# TEXT PASSAGE
[Start of Attachment]

Looks like it’s working now

So, in effect, the piece of information missing was to apt install nvidia-container-runtime. This was not part of the ASCIInema video and may be confusing for first-time users like me.

I hope this will help other people too.

zertrin · May 10, 2018, 4:50am

I would suggest checking the existence of the binary in the script and outputting a better error message for users like

Error: it seems that you are missing nvidia-container-runtime. Install it first.

I installed via the information from Migration Notice | nvidia-container-runtime but I’m not sure if this is the only way to do so. If that is indeed the only way to do so, I suggest to include the URL in the error message.

stgraber · May 10, 2018, 3:11pm

We do actually have a check for nvidia-container-cli in LXD but it looks like the snap wrapper is effectively making that check pass even when it shouldn’t. Will need to look into that.

[End of Attachment]

# ACTION ITEM
According to the forum thread above, what missing step got things working?

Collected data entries

[Start of Attachment]

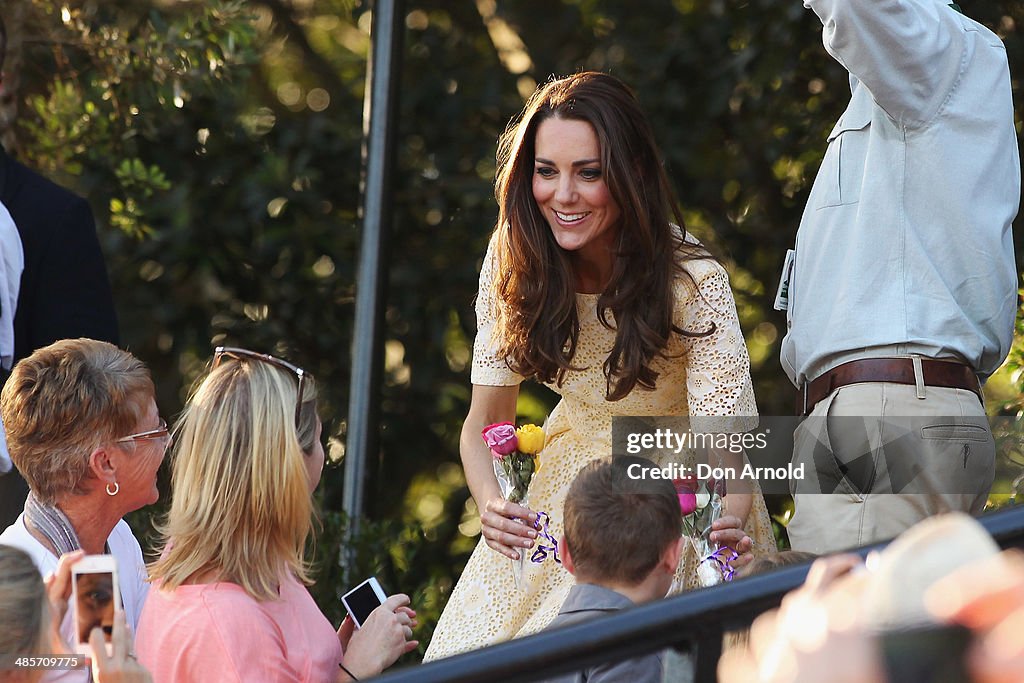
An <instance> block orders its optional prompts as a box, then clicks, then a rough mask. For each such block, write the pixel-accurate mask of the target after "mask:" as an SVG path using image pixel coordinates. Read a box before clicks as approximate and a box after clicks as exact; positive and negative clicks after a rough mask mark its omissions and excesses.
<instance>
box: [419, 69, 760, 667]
mask: <svg viewBox="0 0 1024 683" xmlns="http://www.w3.org/2000/svg"><path fill="white" fill-rule="evenodd" d="M498 161H499V171H498V180H497V197H498V203H499V207H500V210H501V213H500V216H499V219H498V223H497V227H496V228H495V232H494V236H493V237H492V240H490V245H489V247H488V249H487V254H486V256H485V257H484V261H483V268H482V270H481V272H480V284H479V291H478V297H477V302H476V313H477V328H478V329H477V336H476V342H475V344H474V350H473V370H472V383H473V395H472V402H471V405H470V411H469V415H468V416H467V418H466V422H465V424H464V426H463V432H462V441H461V451H462V460H463V465H464V467H465V470H466V478H467V480H468V482H469V486H470V490H471V492H472V494H473V498H474V499H475V500H476V503H477V506H478V507H479V509H480V510H481V511H482V513H481V516H480V523H481V528H482V538H481V540H480V543H479V545H478V546H477V548H476V550H475V551H474V553H473V555H472V557H471V558H470V560H469V563H468V565H467V566H466V569H465V571H464V572H463V574H462V577H461V578H460V580H459V582H458V585H457V586H456V588H455V590H454V592H453V594H452V596H451V598H450V600H449V602H447V605H446V606H445V609H444V612H443V614H442V615H441V618H440V621H439V622H438V624H437V628H436V630H435V631H434V635H433V638H432V640H431V643H430V647H429V648H428V650H427V656H426V658H427V659H433V658H438V657H442V656H447V655H451V654H456V653H458V652H462V651H466V650H470V649H474V648H477V647H482V646H484V645H489V644H494V643H496V642H500V641H503V640H507V639H509V638H513V637H516V636H519V635H525V634H529V633H535V632H537V631H540V630H541V629H543V628H544V627H545V626H547V624H548V623H549V622H550V621H551V620H552V618H554V616H555V615H556V614H557V612H558V608H559V607H560V606H561V603H562V601H563V600H564V598H565V595H566V594H567V592H568V590H569V588H570V587H571V585H572V583H573V582H572V577H571V574H569V573H568V571H566V570H564V569H563V568H562V567H561V566H560V565H558V564H556V563H555V562H554V561H552V560H551V559H548V560H546V561H544V562H542V563H539V564H538V563H532V562H526V563H525V571H524V579H525V581H524V584H525V590H519V589H518V588H517V587H516V586H515V583H514V582H513V578H512V570H511V568H510V566H509V564H510V562H509V558H512V557H515V556H517V555H518V553H520V552H526V553H527V554H529V553H531V546H532V545H535V544H536V539H535V538H534V536H532V533H534V532H532V530H531V529H530V527H529V526H528V525H524V524H521V523H518V522H517V521H515V518H516V517H520V518H529V519H531V520H532V519H535V518H536V514H535V511H545V512H548V513H549V514H550V516H551V518H552V526H551V532H552V533H553V535H554V536H556V537H557V536H559V535H560V533H561V530H562V529H561V523H560V517H561V510H562V504H563V503H564V499H565V493H566V490H567V489H568V486H569V483H570V482H571V480H572V478H573V477H574V476H575V474H577V472H579V471H580V469H582V468H583V467H584V465H586V464H587V463H589V462H591V461H593V460H595V459H598V458H608V457H610V456H611V418H612V417H613V416H690V417H691V419H695V418H696V417H697V416H709V417H713V418H715V419H716V422H715V425H716V431H743V430H745V429H750V428H751V427H753V426H754V425H756V424H757V407H756V404H755V400H754V391H753V388H752V386H751V377H750V359H749V356H748V353H746V347H745V345H744V343H743V337H742V334H741V331H740V329H739V323H738V319H737V317H736V308H735V304H734V302H733V299H732V294H731V291H730V289H729V281H728V275H727V274H726V271H725V269H724V268H723V267H722V266H721V265H720V264H719V263H718V262H717V261H715V260H714V259H713V258H711V256H710V255H709V254H708V253H707V251H706V250H705V249H703V248H702V247H701V246H700V245H699V244H698V243H697V242H696V241H695V240H693V239H692V238H690V237H689V236H686V233H685V232H684V231H683V230H682V229H681V228H679V227H677V225H682V220H681V218H680V217H679V216H678V211H676V210H675V209H674V207H675V206H676V203H675V200H674V199H673V197H672V191H671V189H670V187H669V184H668V180H667V178H666V176H665V172H664V170H663V168H662V165H660V162H659V159H658V154H657V151H656V147H655V145H654V142H653V135H652V133H651V130H650V127H649V125H648V124H647V121H646V119H645V117H644V116H643V114H642V112H641V111H640V108H639V104H638V102H637V100H636V98H635V96H634V95H633V93H632V92H631V91H630V90H629V88H628V87H626V86H625V85H624V84H623V83H622V82H620V81H618V80H617V79H615V78H612V77H610V76H607V75H605V74H599V73H593V72H590V73H581V74H577V75H573V76H570V77H568V78H564V79H561V80H557V81H552V82H550V83H548V84H546V85H544V86H542V87H541V88H539V89H538V91H537V92H536V93H535V94H534V95H532V97H531V98H530V100H529V101H528V102H527V104H526V108H525V110H524V111H523V113H522V115H521V117H520V118H519V119H518V121H517V122H516V123H515V124H514V125H513V126H510V128H509V130H508V132H507V133H506V134H505V136H503V138H502V141H501V144H500V148H499V160H498ZM523 379H532V380H535V381H540V382H543V383H545V384H546V385H548V386H549V387H551V388H552V389H553V390H555V391H556V392H558V393H559V394H560V395H561V400H560V401H559V402H558V404H557V405H556V407H555V409H554V411H553V412H552V414H551V415H550V416H549V419H548V422H547V430H548V437H549V438H548V443H547V445H546V446H545V449H544V451H543V452H542V454H541V459H542V462H543V466H542V468H541V470H540V471H539V472H538V473H537V474H536V476H535V477H534V480H532V482H531V484H530V489H529V503H530V506H531V508H532V509H531V510H530V509H526V508H523V507H520V506H518V505H515V504H512V503H509V502H507V501H504V500H503V499H502V497H501V494H500V492H499V487H498V483H497V481H496V479H495V475H494V471H493V468H492V464H490V455H489V452H488V451H487V447H486V445H485V444H484V443H483V440H482V439H481V438H480V431H481V429H482V428H483V427H485V426H486V425H488V424H493V423H496V422H502V421H514V420H515V416H516V399H517V396H518V391H519V384H520V382H522V380H523ZM725 514H726V516H725V517H723V518H722V519H721V520H719V522H718V523H717V524H716V526H715V529H716V530H715V532H714V535H713V541H718V542H721V543H722V544H725V545H728V546H730V547H732V548H734V549H736V550H738V551H740V552H746V551H750V550H751V546H752V541H753V548H754V549H755V551H756V552H771V551H773V550H774V538H773V536H772V529H771V523H770V521H769V518H768V513H767V511H766V509H765V506H764V501H763V499H762V497H761V495H760V493H759V492H758V490H755V492H754V493H753V494H738V493H734V494H730V495H728V496H726V497H725ZM693 560H694V558H693V556H692V552H690V553H688V556H687V558H686V559H684V560H683V561H682V562H681V566H680V569H679V572H678V575H679V577H680V579H681V583H680V585H687V586H688V587H691V586H692V585H694V584H695V572H694V571H693V567H692V564H693Z"/></svg>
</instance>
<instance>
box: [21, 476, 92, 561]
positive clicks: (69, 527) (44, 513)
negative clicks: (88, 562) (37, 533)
mask: <svg viewBox="0 0 1024 683" xmlns="http://www.w3.org/2000/svg"><path fill="white" fill-rule="evenodd" d="M25 521H26V522H27V523H29V524H32V526H33V527H34V528H35V529H36V530H38V531H39V532H40V533H42V535H43V537H45V538H46V540H47V541H49V542H50V545H51V546H53V548H54V550H56V551H57V557H60V556H61V555H63V554H65V553H70V552H72V551H74V550H78V549H79V548H81V547H82V544H81V543H79V541H78V533H76V532H75V527H74V526H72V523H71V520H70V519H68V515H66V514H65V513H62V512H60V510H59V509H57V507H56V506H54V505H43V504H42V503H40V502H39V500H38V499H37V498H36V495H35V494H33V493H32V492H29V498H28V499H26V501H25Z"/></svg>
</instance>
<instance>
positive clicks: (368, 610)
mask: <svg viewBox="0 0 1024 683" xmlns="http://www.w3.org/2000/svg"><path fill="white" fill-rule="evenodd" d="M385 600H387V596H386V595H385V594H384V589H382V588H381V585H380V584H379V583H377V580H376V579H375V578H374V577H371V578H370V579H367V580H366V581H365V582H362V583H361V584H359V585H358V586H356V587H355V588H353V589H352V590H350V591H349V592H348V593H345V595H343V596H341V604H343V605H345V609H347V610H348V613H349V614H350V615H351V617H352V621H353V622H355V628H357V629H359V628H361V627H362V625H364V624H366V622H367V620H368V618H369V617H370V612H372V611H373V610H375V609H377V608H378V607H379V606H380V605H381V603H382V602H384V601H385Z"/></svg>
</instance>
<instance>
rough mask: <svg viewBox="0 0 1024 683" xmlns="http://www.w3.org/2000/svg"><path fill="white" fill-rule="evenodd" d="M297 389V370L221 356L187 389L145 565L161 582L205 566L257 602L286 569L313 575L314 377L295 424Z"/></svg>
mask: <svg viewBox="0 0 1024 683" xmlns="http://www.w3.org/2000/svg"><path fill="white" fill-rule="evenodd" d="M297 393H298V383H297V381H296V378H295V376H294V375H291V374H290V373H287V372H286V371H284V370H283V369H281V368H278V367H275V366H272V365H270V364H267V362H262V361H258V360H254V359H242V360H240V359H237V358H225V359H224V361H223V362H222V364H221V365H220V366H218V367H217V368H216V369H214V370H213V371H212V372H211V373H210V374H209V375H208V376H207V377H206V379H204V380H203V381H202V383H201V384H200V385H199V388H198V389H196V390H195V392H194V393H193V395H191V396H190V397H189V399H188V401H187V403H186V405H185V409H184V412H183V413H182V415H181V418H180V420H179V421H178V424H177V425H176V427H175V430H174V431H175V444H174V451H173V455H172V477H171V487H172V492H173V495H172V500H171V508H170V510H169V512H168V513H167V518H166V520H165V521H164V522H163V523H161V524H158V529H159V531H160V533H161V535H162V537H163V541H164V546H165V549H164V552H163V554H162V556H161V558H160V559H159V560H158V561H156V562H155V563H153V564H152V565H151V566H150V577H151V579H152V580H154V581H156V580H158V579H159V580H160V581H161V582H162V584H163V585H162V588H163V589H164V590H168V591H171V590H174V589H175V588H177V587H178V586H180V585H181V584H183V583H185V582H186V581H187V580H188V578H189V577H193V575H194V574H197V573H200V572H204V571H208V570H214V571H216V572H217V573H218V575H219V580H220V581H225V582H230V583H233V584H237V585H239V586H241V587H242V588H243V589H244V590H245V591H246V592H247V593H248V594H249V595H251V596H252V597H253V598H255V599H256V600H272V599H275V598H276V597H278V586H279V585H280V583H281V577H282V575H283V573H284V572H285V571H290V572H291V573H292V574H293V575H295V578H296V579H298V580H299V581H302V582H304V583H307V584H308V583H310V581H309V567H308V564H307V562H306V560H305V557H304V551H305V543H306V539H307V538H308V536H309V532H310V527H311V516H312V503H311V500H310V496H309V483H308V482H309V479H308V475H307V472H306V467H305V462H304V459H305V458H306V453H305V452H306V451H311V450H312V449H311V446H312V437H313V436H314V435H315V423H316V403H315V394H316V390H315V387H314V384H313V381H312V378H311V377H308V376H307V378H306V381H305V383H304V388H303V397H302V398H303V403H302V411H301V415H300V420H299V426H298V429H297V428H296V425H295V401H296V398H297ZM300 435H302V436H301V437H300ZM303 445H305V449H304V447H303Z"/></svg>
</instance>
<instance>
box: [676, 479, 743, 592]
mask: <svg viewBox="0 0 1024 683" xmlns="http://www.w3.org/2000/svg"><path fill="white" fill-rule="evenodd" d="M722 488H723V486H722V482H714V481H700V482H694V481H692V480H688V481H686V480H677V481H676V492H677V494H678V495H679V504H680V508H681V511H682V513H683V528H684V530H685V532H686V536H687V538H688V539H689V542H690V544H691V545H692V546H693V550H694V551H695V552H696V556H697V564H696V575H697V583H698V584H699V585H700V586H702V587H706V588H707V587H710V586H717V585H719V584H721V583H723V582H727V581H732V577H733V573H734V570H733V568H732V564H731V557H732V553H731V552H730V551H729V550H728V549H726V548H723V547H721V546H719V544H717V543H712V542H711V540H710V535H711V526H712V524H714V523H715V520H716V519H718V518H719V517H721V516H722V495H721V489H722Z"/></svg>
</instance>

[End of Attachment]

# EXERCISE RESPONSE
Running apt install nvidia-container-runtime.